— Data excerpts —
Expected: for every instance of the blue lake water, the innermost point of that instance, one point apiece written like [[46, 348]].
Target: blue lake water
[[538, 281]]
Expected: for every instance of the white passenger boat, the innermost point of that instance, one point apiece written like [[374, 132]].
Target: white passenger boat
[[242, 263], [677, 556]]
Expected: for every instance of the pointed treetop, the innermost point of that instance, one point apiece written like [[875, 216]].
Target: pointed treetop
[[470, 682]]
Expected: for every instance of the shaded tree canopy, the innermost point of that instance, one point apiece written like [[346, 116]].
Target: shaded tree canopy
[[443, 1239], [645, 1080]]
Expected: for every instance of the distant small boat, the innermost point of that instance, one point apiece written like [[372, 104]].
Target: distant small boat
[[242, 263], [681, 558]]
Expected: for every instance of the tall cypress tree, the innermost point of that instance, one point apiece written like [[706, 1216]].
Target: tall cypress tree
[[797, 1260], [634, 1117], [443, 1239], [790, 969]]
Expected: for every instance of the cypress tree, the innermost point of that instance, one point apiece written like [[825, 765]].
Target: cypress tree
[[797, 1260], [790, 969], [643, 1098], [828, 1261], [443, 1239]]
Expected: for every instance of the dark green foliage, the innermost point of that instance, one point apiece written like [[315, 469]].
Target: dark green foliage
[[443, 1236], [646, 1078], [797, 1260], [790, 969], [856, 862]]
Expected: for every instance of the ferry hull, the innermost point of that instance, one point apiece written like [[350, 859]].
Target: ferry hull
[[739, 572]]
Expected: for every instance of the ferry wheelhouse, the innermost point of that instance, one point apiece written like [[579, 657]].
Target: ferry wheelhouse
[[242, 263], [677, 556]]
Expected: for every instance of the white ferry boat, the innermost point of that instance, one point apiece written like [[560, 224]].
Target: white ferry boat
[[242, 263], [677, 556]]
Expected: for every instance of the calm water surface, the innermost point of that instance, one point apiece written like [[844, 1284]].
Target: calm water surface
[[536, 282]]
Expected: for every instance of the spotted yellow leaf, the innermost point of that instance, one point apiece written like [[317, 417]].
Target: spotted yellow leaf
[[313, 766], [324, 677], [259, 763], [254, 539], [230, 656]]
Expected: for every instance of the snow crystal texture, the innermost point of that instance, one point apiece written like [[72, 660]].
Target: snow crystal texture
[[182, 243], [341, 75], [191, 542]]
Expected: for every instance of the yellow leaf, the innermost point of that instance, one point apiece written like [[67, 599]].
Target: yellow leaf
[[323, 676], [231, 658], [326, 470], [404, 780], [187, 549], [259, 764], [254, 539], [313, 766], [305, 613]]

— Aim of the exercise —
Would you retype the lines of the data above, from the one holding "Expected: for every instance of the yellow" through its final line, exactly and without adding any other line?

— Solved exercise —
Expected: for every instance of the yellow leaf, the innermost point of that instance, one point apiece written like [[67, 599]].
Target: yellow leaf
[[323, 676], [231, 658], [326, 470], [404, 780], [187, 549], [259, 764], [254, 539], [313, 766], [305, 613]]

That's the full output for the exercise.